Stored entries:
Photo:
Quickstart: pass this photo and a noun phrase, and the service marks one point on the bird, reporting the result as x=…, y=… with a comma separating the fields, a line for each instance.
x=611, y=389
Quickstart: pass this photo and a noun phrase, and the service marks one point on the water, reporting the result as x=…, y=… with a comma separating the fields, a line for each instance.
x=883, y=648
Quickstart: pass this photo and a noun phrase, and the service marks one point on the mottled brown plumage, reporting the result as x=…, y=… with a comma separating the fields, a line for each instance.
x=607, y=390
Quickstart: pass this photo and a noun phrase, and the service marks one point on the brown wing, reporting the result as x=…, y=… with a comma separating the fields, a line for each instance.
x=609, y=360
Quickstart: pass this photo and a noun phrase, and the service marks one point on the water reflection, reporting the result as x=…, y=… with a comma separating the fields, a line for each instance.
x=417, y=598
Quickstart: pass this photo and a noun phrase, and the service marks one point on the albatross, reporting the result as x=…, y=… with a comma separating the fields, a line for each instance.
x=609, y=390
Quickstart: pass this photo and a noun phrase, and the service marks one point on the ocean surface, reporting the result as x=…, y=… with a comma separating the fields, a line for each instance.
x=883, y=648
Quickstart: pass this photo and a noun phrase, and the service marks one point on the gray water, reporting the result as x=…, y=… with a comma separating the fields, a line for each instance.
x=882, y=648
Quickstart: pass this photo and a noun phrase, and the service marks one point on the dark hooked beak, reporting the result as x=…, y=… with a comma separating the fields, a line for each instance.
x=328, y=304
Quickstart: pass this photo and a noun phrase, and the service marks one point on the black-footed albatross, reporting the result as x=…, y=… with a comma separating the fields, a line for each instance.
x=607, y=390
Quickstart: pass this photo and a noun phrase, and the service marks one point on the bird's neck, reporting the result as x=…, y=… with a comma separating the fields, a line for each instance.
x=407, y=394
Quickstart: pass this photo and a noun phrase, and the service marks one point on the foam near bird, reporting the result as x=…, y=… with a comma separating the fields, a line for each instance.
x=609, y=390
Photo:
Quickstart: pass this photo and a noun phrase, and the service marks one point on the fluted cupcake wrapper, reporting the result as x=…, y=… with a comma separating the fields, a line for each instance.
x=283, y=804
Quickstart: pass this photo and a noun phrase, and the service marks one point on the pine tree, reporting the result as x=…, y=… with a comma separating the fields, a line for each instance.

◆ Exercise description ◆
Reproduce every row above, substituting "tool" for each occurrence of "service" and keeping all other text identical.

◆ Response to this exercise ◆
Photo:
Quickstart: pass this photo and a noun phrase, and the tool marks one point on the bird, reporting the result as x=…, y=… with a comma separating the fields, a line for each instance.
x=611, y=389
Quickstart: pass this photo and a noun phrase, and the tool marks one point on the water, reporting the result as x=…, y=… with a comma separating the fields, a line for each instance.
x=883, y=648
Quickstart: pass this photo and a noun phrase, and the tool marks one point on the mottled brown plumage, reporting the result as x=…, y=… with a comma separating the fields, a line for each instance.
x=607, y=390
Quickstart: pass this photo and a noun phrase, and the tool marks one point on the brown wing, reporting the result as x=…, y=… with a comma separating the fields, a line for each instance.
x=609, y=360
Quickstart: pass this photo and a noun phrase, and the tool marks one point on the water reflection, reporting the result as x=…, y=… with a comma separating the fields, a line for each instance.
x=417, y=598
Quickstart: pass this photo and a noun phrase, and the tool marks one point on the albatross, reporting the result as x=…, y=… with a comma separating the fields, a line for each instance.
x=609, y=390
Quickstart: pass this photo and a noun phrase, and the tool marks one point on the ocean surface, reporting the result as x=…, y=… with a comma separating the fields, a line for each instance.
x=883, y=648
Quickstart: pass this photo and a noun phrase, and the tool marks one point on the gray water, reporting the result as x=…, y=… with a comma separating the fields, a line for each instance.
x=882, y=648
Quickstart: pass this photo and a noun phrase, and the tool marks one point on the dark hooked beak, reporting the result as x=…, y=… with a comma separating the fields, a line for each instance.
x=328, y=304
Quickstart: pass this photo and a noun phrase, and the tool marks one point on the black-footed albatross, reporting the result as x=…, y=… with a comma separating the fields, a line for each instance.
x=607, y=390
Quickstart: pass this photo and a noun phrase, and the tool marks one point on the bird's neck, reporting the result as x=…, y=… with a comma separating the fields, a line for each instance.
x=407, y=394
Quickstart: pass this photo and a noun phrase, and the tool marks one point on the foam near bird, reporting the result as x=…, y=… with a comma separating the fields, a line for each instance.
x=609, y=390
Photo:
Quickstart: pass this photo and a noun phrase, and the tool marks one point on the fluted cupcake wrapper, reporting the result as x=…, y=… with a comma separating the fields, a line for each instance.
x=283, y=804
Quickstart: pass this photo and a noun phrase, and the tool marks one point on the pine tree, reporting the result as x=…, y=… with a comma separating the fields, a line for each instance.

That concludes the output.